■ Sobre el ejercicio
Copia textualmente el pasaje del texto sobre los jubilados que va desde "Cuando los jubilados pedían justicia, no" hasta "bondad podrán paliar.".

■ Texto proporcionado
Cuando los jubilados pedían justicia, no sé yo, pues, si estaban muy convencidos de que se la otorgasen. Y, sin embargo, la obligación de una sociedad que se estima evolucionada, consciente de sus deberes, culta y responsable con sus mayores, con aquellos que han entrado en la edad de la despedida, y que han sido predecesores nuestros en la lucha y en el destino de un futuro, la obligación, digo, es corresponder a su situación con unas atenciones que estimo, por lo que conozco, no alcanzan a cubrir las más elementales necesidades. Cuando se es joven, cuando la fuerza y la seguridad acompañan a uno, cuando se ve muy lejos, neblinosa y casi extraña, la edad de las frustraciones, es difícil imaginar cómo pueden ser los últimos años de una vida. Y sin embargo ellos llegarán, por propia naturaleza, a un apartamiento que sólo la comprensión y la bondad podrán paliar.
Todas las sociedades cultas hace mucho que atienden los problemas de la vejez, haciendo ésta lo más acogedora posible, y eso a costa de los sacrificios o de las renuncias que a lo superfluo deben de hacer las otras edades en situación de mayor seguridad. Cuando los jubilados pedían “solamente justicia”, querían decirnos que sabían perfectamente –lo mismo que nosotros, lo mismo que toda la sociedad española- que sus derechos no están ni satisfactoria ni justamente cumplidos, que pasó ya la época en que a los viejos se les dejaba morir en la soledad y el abandono, porque hasta que la muerte llegue, la vejez –depositaria de la experiencia- tiene aún mucho que decir y bastante que enseñarnos. La sabia Atenas tenía un Consejo, para la perfección de su Gobierno, no de niños zangolotinos, sino de ancianos venerables. Todos los pueblos que basan su equilibrio y organización no en la fuerza, sino en la mente, respetan, atienden y cuidan a sus viejos, porque en todo momento se les necesita. Pensar que sólo la juventud o la media edad pueden llevar con éxito la compleja estructura de las sociedades actuales, es una equivocación lamentable. Demos pues a los ancianos lo que les corresponde, no con la disposición de una limosna, sino con la obligatoriedad de un derecho.

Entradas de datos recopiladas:
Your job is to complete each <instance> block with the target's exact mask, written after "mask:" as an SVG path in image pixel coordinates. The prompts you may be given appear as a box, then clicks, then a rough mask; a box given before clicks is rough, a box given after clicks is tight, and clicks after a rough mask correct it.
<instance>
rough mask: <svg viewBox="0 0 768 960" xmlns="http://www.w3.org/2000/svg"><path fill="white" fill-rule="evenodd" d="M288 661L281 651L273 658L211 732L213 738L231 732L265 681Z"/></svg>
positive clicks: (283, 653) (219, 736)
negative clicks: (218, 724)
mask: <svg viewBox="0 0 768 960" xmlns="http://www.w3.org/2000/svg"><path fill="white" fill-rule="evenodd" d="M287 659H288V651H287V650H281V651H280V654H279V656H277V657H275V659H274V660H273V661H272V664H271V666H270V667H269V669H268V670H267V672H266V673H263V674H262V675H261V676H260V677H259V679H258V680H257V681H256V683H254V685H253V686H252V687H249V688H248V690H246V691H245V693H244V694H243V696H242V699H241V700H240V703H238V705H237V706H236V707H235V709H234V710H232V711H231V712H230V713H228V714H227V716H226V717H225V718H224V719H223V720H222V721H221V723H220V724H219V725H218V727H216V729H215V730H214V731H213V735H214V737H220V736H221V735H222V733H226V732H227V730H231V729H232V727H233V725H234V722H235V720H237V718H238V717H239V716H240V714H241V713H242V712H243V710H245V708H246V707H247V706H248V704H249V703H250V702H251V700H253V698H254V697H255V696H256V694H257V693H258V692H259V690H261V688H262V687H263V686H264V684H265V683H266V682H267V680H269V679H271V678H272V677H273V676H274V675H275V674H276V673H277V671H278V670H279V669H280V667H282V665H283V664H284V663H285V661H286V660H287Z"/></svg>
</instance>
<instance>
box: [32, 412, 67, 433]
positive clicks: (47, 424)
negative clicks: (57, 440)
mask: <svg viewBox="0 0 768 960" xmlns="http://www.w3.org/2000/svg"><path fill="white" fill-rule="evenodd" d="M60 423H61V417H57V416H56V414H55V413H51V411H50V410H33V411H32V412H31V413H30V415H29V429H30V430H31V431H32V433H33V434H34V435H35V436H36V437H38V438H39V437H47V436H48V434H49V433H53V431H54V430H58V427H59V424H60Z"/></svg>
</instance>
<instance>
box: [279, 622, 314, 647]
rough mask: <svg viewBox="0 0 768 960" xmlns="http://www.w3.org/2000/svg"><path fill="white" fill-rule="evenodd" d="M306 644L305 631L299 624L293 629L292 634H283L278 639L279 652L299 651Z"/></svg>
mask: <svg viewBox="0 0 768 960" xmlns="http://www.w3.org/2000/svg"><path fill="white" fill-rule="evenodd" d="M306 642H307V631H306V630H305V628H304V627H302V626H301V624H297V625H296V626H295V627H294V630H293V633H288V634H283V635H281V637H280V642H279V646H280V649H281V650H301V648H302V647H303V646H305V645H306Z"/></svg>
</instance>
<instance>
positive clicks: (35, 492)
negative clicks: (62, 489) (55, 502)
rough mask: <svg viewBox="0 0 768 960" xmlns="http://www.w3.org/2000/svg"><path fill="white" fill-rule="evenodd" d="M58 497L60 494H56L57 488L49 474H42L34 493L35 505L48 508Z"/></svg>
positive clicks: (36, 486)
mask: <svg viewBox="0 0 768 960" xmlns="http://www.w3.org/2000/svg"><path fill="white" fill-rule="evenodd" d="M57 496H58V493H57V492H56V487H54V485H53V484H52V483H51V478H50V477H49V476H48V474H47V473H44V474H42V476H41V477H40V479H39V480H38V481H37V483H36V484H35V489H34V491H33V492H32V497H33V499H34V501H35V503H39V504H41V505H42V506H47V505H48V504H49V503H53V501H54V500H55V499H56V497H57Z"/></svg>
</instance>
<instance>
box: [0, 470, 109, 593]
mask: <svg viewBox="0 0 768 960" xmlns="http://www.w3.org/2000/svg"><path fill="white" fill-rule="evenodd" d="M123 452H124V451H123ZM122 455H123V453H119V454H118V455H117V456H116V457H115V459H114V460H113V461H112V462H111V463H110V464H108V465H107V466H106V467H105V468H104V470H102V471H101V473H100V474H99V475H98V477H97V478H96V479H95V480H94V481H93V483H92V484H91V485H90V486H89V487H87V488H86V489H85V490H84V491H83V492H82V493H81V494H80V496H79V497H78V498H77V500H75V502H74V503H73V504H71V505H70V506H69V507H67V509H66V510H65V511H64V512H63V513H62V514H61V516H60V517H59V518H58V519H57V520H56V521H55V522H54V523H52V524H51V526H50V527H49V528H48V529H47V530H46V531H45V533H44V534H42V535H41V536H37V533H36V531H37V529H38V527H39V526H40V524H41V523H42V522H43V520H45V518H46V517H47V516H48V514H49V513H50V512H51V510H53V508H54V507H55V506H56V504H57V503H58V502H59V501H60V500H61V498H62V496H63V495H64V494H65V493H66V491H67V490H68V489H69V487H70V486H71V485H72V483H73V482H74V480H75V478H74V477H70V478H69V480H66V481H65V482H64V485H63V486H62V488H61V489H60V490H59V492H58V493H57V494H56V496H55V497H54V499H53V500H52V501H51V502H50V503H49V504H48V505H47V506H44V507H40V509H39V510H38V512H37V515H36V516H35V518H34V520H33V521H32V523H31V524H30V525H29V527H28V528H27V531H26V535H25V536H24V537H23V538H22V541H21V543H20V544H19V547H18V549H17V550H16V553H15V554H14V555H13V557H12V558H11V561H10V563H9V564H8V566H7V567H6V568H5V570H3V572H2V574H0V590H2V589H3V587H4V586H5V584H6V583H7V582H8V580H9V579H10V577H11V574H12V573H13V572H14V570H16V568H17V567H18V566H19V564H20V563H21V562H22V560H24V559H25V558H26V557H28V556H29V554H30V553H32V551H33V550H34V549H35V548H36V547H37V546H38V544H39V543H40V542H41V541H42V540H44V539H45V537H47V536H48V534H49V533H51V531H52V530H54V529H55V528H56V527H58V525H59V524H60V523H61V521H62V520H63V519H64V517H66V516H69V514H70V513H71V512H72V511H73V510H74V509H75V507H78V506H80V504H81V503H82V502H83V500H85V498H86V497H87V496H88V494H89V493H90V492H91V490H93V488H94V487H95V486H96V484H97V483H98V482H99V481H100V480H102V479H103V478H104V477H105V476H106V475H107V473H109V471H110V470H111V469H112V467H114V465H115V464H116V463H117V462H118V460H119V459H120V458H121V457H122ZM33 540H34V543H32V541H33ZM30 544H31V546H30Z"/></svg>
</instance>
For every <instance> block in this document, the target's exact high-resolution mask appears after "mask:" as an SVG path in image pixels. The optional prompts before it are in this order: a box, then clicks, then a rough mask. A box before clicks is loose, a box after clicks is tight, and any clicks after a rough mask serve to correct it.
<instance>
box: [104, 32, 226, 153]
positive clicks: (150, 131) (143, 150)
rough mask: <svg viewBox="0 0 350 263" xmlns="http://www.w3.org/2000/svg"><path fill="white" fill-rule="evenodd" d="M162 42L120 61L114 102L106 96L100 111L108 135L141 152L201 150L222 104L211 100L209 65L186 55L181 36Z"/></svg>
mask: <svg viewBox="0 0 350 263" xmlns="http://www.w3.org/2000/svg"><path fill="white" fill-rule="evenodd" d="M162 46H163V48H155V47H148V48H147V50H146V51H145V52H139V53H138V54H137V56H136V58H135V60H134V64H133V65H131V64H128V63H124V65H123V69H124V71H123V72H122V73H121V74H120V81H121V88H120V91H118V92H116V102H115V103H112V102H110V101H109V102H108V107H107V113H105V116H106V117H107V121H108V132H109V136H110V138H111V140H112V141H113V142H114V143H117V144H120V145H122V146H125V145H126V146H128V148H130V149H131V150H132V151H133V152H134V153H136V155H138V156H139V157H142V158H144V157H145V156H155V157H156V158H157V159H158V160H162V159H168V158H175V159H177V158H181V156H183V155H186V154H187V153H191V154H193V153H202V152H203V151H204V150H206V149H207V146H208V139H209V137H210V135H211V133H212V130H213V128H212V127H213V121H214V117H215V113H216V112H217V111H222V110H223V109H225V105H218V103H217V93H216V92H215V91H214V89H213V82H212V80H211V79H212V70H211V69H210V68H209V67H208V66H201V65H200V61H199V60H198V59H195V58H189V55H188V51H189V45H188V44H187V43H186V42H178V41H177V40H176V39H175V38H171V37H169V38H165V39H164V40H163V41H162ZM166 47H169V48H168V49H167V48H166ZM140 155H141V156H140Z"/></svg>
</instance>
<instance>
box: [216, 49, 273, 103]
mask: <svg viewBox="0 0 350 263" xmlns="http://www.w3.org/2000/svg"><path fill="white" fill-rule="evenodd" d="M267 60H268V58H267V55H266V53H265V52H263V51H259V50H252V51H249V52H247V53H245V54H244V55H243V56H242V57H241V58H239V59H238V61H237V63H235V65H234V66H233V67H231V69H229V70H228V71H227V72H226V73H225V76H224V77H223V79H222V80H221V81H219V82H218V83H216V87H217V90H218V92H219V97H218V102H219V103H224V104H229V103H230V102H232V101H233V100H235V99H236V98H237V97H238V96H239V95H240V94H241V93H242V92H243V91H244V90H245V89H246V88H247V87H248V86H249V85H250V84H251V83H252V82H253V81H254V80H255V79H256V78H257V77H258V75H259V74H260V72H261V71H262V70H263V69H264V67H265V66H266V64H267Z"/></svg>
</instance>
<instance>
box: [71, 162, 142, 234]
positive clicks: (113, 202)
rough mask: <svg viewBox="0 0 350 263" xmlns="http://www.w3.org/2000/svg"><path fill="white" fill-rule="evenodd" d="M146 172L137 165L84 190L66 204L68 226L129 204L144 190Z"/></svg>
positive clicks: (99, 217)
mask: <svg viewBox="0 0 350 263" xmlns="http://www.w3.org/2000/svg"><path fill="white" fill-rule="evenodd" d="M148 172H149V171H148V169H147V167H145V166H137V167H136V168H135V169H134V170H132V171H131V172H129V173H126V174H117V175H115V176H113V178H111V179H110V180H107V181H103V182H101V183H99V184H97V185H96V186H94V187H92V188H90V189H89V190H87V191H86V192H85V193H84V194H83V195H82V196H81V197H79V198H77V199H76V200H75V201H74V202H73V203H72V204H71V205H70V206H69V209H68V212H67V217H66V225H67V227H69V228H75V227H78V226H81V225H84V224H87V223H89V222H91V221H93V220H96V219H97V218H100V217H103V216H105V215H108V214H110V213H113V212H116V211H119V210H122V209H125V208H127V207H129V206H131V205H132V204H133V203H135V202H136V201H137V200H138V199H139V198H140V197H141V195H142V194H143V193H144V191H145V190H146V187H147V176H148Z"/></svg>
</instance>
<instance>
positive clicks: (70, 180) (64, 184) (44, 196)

■ Resultado esperado
Cuando los jubilados pedían justicia, no sé yo, pues, si estaban muy convencidos de que se la otorgasen. Y, sin embargo, la obligación de una sociedad que se estima evolucionada, consciente de sus deberes, culta y responsable con sus mayores, con aquellos que han entrado en la edad de la despedida, y que han sido predecesores nuestros en la lucha y en el destino de un futuro, la obligación, digo, es corresponder a su situación con unas atenciones que estimo, por lo que conozco, no alcanzan a cubrir las más elementales necesidades. Cuando se es joven, cuando la fuerza y la seguridad acompañan a uno, cuando se ve muy lejos, neblinosa y casi extraña, la edad de las frustraciones, es difícil imaginar cómo pueden ser los últimos años de una vida. Y sin embargo ellos llegarán, por propia naturaleza, a un apartamiento que sólo la comprensión y la bondad podrán paliar.